Count every line in the data below where "tree" occurs, then state that number and nothing more.

"""

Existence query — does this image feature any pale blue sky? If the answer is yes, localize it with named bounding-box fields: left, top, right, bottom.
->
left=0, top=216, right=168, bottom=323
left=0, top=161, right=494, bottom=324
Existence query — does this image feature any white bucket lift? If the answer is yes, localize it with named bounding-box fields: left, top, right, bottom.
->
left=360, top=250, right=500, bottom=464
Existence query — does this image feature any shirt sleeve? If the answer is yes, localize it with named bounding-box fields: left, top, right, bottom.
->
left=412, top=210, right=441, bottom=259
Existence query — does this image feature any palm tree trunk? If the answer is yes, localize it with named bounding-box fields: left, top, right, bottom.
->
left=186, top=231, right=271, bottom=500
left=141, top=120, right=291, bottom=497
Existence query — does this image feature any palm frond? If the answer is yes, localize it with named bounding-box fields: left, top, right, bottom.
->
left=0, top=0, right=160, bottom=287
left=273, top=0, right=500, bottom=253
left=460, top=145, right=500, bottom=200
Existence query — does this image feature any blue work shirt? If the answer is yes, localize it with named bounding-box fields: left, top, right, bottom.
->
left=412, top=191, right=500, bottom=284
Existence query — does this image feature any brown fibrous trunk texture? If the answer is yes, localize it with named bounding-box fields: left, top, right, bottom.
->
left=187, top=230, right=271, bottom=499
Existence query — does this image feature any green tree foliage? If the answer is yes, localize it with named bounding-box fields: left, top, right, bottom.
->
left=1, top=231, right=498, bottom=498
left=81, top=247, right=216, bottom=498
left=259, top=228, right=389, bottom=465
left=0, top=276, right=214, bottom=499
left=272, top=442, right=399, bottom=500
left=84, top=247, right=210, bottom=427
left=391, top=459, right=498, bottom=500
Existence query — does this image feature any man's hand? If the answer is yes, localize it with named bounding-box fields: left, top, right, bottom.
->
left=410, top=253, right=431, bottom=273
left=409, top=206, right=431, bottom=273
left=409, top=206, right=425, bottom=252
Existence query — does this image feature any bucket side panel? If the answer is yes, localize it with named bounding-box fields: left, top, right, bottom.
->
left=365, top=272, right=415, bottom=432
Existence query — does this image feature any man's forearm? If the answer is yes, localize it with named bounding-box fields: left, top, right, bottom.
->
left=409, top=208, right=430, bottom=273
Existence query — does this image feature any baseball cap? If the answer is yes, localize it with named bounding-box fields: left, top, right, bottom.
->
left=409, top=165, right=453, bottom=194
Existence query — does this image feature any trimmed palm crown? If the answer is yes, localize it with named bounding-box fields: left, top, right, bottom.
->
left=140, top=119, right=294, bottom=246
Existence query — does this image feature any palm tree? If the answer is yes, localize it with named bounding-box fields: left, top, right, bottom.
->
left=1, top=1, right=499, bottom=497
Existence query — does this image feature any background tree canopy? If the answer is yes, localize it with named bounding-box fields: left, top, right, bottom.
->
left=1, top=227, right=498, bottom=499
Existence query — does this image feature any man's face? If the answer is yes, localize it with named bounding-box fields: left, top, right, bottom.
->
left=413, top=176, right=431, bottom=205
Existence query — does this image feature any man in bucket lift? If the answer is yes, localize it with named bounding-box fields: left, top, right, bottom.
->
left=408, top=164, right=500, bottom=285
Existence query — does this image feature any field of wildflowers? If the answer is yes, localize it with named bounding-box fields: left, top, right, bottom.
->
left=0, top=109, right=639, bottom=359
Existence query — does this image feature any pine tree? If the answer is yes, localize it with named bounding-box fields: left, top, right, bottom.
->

"""

→ WRITTEN RESPONSE:
5